* Prompt: Which lines of the entries hold the string "surface"? Copy each one.

* Records provided:
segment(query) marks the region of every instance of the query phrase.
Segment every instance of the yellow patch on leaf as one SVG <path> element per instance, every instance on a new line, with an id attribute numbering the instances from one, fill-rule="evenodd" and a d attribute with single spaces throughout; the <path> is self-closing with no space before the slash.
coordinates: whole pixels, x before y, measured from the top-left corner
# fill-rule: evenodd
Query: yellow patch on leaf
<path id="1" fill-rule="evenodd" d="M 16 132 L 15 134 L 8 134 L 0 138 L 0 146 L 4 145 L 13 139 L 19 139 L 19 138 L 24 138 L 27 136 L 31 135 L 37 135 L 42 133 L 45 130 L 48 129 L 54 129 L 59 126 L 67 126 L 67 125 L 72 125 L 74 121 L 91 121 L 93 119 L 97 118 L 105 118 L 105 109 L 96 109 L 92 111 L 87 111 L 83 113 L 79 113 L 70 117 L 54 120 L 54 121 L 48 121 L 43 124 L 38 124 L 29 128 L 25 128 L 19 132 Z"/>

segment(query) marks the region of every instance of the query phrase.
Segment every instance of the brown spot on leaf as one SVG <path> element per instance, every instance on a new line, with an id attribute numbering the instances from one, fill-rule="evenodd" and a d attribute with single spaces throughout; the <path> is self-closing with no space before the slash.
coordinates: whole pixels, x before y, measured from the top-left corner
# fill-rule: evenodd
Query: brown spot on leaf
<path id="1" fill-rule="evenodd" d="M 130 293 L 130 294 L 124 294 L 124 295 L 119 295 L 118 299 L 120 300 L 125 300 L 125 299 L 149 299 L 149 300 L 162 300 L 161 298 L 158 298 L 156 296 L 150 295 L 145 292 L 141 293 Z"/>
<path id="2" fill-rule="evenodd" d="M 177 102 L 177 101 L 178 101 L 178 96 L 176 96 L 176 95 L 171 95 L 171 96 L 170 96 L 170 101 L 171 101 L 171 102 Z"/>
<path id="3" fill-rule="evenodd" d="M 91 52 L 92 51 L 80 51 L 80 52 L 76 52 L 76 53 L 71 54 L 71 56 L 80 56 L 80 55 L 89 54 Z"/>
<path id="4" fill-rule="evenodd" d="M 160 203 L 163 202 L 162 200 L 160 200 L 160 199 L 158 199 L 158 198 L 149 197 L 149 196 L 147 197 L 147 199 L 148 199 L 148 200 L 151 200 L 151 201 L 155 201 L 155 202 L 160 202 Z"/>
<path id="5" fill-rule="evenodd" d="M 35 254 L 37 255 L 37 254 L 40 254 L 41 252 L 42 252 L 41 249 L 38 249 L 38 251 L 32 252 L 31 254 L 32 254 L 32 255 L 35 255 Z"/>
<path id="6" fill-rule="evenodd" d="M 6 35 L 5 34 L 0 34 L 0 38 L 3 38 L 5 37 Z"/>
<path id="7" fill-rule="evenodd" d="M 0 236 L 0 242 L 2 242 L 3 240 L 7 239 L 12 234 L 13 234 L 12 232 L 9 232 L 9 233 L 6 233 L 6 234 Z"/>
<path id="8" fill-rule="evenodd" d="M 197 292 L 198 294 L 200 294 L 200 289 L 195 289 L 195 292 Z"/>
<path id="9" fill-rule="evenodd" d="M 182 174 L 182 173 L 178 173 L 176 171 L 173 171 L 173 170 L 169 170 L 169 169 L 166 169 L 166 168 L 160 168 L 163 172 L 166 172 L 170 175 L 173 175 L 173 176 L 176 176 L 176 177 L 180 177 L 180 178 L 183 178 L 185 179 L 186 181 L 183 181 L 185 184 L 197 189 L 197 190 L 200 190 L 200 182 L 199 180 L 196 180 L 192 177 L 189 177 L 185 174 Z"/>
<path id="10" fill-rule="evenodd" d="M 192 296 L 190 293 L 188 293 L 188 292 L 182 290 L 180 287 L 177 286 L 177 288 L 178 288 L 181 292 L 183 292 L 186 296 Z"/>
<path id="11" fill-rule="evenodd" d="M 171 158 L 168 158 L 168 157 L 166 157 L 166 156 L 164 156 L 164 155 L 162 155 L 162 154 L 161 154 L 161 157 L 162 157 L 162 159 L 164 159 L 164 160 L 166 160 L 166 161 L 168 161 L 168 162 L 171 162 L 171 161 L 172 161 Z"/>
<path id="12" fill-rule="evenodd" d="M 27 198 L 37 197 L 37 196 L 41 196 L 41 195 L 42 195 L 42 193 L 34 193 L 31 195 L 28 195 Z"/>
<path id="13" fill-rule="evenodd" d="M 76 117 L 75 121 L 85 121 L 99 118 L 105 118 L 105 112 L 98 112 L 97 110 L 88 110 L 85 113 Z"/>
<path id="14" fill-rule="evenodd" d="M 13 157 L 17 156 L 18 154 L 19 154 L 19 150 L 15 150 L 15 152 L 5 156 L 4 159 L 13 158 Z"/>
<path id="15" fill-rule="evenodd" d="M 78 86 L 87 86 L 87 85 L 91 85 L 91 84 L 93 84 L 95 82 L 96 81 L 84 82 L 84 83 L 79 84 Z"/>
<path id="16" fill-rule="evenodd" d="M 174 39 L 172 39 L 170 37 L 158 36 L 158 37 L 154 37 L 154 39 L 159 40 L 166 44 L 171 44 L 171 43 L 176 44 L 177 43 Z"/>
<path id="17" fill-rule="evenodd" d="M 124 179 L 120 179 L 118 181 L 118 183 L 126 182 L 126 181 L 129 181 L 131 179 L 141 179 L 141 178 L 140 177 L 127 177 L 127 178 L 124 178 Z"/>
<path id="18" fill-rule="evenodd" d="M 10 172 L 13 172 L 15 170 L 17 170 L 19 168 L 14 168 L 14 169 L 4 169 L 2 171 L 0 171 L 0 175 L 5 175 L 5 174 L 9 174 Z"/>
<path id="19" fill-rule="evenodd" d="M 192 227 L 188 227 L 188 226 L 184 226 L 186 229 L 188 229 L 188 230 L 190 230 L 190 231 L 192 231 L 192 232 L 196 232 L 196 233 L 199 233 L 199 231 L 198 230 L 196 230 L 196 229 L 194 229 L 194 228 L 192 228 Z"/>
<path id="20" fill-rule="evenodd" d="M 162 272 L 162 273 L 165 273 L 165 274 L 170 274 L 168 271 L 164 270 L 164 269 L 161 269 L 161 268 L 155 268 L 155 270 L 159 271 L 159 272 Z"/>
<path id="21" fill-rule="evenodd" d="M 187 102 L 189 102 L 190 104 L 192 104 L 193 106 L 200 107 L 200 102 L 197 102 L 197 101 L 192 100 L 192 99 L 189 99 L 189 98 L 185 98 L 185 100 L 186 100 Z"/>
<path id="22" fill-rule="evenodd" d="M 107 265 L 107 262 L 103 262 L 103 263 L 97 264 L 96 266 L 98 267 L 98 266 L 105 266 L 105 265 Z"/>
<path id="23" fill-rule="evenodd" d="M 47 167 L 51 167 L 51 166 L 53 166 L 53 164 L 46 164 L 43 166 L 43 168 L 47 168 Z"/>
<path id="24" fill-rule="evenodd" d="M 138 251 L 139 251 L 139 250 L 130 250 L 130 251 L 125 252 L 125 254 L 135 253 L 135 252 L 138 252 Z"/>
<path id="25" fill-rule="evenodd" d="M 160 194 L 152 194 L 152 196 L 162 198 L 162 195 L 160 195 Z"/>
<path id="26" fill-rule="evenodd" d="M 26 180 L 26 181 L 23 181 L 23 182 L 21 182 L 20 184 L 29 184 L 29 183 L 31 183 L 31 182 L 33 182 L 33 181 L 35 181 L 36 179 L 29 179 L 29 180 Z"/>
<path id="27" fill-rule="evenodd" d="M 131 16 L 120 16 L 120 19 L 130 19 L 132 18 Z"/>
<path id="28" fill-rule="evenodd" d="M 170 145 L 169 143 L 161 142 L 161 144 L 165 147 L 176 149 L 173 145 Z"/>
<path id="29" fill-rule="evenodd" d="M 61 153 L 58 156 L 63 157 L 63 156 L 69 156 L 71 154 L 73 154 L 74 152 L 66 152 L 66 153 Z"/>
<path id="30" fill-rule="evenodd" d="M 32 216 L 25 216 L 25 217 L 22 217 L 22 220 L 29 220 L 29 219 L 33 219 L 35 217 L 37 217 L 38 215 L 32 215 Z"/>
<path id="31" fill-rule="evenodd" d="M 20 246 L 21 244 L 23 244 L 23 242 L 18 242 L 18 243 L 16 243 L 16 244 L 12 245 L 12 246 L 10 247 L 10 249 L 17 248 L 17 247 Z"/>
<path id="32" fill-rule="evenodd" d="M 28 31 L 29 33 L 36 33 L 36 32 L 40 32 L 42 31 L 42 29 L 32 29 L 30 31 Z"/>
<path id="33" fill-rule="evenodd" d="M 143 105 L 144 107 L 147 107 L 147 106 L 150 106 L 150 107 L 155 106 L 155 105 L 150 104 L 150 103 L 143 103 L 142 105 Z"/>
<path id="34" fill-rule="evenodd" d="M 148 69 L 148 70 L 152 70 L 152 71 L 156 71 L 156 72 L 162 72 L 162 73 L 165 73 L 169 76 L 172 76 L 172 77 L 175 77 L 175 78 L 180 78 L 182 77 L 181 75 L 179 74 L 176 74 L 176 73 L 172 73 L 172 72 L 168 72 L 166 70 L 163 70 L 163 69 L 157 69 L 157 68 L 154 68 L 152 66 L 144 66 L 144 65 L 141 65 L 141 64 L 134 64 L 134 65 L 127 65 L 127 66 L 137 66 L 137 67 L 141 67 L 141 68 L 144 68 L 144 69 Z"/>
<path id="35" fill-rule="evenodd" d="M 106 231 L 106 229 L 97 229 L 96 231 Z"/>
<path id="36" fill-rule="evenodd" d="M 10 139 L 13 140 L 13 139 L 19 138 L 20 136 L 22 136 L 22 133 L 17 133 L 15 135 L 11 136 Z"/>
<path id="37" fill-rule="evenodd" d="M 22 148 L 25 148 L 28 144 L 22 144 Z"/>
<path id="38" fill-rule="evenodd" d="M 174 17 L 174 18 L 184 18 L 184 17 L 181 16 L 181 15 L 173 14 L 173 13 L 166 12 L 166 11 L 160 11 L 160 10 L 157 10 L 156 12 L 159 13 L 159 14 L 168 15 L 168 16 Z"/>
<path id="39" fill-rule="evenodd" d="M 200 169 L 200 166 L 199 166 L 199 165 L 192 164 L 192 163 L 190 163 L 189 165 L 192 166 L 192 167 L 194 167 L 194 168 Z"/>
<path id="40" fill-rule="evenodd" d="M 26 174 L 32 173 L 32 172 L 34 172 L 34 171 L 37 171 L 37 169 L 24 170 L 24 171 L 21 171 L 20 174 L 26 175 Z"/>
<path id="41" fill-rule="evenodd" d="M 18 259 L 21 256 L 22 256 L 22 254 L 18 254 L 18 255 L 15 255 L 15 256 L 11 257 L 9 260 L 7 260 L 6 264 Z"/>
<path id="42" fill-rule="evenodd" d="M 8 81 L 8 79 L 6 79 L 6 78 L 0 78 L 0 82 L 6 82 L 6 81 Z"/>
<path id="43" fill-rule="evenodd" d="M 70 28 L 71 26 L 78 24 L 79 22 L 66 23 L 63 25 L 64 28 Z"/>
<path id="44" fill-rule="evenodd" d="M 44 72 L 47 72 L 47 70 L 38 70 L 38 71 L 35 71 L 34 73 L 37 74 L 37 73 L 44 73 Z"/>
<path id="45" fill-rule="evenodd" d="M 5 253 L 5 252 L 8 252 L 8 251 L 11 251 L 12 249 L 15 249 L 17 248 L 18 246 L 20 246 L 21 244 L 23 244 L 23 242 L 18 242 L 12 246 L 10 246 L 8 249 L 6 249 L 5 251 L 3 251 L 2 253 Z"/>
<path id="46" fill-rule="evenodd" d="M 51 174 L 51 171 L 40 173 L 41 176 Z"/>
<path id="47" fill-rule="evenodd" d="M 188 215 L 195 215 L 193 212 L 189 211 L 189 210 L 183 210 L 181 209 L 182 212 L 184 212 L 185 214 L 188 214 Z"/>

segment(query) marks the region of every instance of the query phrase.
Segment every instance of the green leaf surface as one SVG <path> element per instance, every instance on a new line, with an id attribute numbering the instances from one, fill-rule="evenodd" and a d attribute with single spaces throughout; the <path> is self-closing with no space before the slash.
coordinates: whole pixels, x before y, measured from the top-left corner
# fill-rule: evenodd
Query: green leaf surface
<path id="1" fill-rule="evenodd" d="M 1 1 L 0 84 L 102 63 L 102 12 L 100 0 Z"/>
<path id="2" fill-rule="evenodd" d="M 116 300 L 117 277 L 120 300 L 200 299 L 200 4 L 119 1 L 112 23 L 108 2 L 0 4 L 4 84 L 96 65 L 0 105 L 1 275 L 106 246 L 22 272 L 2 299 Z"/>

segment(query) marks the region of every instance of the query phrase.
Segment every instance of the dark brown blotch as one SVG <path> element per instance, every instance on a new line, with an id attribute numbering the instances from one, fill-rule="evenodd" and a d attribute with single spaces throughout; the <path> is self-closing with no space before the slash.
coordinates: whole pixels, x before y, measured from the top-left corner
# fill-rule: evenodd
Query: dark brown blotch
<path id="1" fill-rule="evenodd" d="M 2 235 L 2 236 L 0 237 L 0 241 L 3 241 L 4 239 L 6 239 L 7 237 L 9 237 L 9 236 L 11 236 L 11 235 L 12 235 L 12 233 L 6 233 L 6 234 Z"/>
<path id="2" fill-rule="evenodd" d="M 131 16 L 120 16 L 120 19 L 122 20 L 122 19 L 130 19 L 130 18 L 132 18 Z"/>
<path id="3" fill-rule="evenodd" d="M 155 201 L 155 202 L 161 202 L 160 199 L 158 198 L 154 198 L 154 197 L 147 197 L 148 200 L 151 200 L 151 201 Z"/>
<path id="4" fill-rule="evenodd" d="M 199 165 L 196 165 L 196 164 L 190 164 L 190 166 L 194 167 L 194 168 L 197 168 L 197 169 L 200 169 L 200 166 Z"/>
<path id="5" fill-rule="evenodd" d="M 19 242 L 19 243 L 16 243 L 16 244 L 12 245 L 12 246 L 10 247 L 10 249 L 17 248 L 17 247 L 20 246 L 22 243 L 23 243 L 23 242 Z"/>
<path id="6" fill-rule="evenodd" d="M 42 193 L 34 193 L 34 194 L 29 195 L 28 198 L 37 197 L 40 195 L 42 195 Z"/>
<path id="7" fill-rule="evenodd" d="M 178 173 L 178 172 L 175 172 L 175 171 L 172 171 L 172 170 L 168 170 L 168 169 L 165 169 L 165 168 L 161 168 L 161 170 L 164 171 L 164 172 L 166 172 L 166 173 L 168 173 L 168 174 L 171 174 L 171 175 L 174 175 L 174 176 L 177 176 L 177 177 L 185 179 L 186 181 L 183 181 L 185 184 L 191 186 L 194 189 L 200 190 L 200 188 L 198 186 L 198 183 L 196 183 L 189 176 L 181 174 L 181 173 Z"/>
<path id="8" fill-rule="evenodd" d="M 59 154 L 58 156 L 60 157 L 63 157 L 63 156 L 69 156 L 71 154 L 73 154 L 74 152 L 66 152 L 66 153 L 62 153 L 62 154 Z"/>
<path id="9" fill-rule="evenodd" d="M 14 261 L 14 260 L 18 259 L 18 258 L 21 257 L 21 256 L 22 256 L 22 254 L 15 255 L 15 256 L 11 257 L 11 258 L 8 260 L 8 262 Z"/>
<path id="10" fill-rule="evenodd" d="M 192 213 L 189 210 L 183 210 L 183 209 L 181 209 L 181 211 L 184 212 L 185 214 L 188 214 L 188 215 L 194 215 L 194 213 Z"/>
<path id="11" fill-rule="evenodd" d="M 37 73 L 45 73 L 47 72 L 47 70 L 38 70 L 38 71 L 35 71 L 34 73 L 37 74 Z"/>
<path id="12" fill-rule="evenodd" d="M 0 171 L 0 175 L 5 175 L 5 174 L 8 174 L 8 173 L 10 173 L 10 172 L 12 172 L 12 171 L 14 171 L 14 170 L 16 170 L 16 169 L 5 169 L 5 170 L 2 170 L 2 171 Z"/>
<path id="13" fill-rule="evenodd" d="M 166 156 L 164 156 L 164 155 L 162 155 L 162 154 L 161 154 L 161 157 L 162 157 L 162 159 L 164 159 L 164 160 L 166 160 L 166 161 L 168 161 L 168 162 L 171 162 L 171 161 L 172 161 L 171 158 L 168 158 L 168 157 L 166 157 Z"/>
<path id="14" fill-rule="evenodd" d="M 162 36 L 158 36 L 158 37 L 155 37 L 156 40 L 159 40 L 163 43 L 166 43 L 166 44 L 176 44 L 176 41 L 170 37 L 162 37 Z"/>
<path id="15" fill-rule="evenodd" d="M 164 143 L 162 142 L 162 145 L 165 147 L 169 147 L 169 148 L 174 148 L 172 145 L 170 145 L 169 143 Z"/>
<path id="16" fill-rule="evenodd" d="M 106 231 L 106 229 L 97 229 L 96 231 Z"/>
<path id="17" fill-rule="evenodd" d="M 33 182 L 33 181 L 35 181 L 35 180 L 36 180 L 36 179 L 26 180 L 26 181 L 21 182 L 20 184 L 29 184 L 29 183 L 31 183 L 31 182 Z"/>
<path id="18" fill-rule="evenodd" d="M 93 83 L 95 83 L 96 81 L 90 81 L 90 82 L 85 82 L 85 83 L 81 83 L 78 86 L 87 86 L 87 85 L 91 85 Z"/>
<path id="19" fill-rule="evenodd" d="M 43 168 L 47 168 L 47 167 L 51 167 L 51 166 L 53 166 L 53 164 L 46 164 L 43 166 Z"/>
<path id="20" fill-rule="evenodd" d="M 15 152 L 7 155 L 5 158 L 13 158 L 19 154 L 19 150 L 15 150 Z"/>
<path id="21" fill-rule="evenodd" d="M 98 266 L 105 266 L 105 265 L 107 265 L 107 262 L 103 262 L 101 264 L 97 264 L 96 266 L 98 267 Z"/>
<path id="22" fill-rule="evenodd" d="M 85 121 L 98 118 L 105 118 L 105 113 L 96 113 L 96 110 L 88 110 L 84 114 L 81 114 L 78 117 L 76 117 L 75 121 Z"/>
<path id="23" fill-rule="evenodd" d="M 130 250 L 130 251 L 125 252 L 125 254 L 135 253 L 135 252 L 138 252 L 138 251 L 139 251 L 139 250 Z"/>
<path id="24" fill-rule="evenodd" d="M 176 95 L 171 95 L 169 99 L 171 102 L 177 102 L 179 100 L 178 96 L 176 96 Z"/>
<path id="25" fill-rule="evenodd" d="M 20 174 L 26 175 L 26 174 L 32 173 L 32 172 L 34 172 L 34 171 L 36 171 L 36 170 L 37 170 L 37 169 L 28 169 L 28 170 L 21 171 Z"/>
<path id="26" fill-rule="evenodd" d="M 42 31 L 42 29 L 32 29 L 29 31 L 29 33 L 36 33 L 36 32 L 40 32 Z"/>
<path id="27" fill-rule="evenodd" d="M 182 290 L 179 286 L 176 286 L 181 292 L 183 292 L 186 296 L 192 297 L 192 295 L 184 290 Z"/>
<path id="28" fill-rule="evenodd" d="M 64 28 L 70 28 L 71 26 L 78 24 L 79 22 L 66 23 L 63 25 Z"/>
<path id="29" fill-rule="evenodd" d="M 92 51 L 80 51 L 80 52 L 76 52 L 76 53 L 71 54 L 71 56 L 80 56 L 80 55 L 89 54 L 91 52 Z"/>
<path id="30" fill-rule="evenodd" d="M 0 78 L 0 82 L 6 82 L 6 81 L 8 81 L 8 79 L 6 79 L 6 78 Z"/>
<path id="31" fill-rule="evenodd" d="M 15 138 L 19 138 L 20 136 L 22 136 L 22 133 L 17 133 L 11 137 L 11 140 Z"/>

* Solution for this exercise:
Segment every instance of the green leaf surface as one SVG <path> element per instance, every instance on a new line, with an id attribute numbering the instances from one, fill-rule="evenodd" and a d attribute with single spaces throughout; the <path> is self-closing with no space before the slash.
Query: green leaf surface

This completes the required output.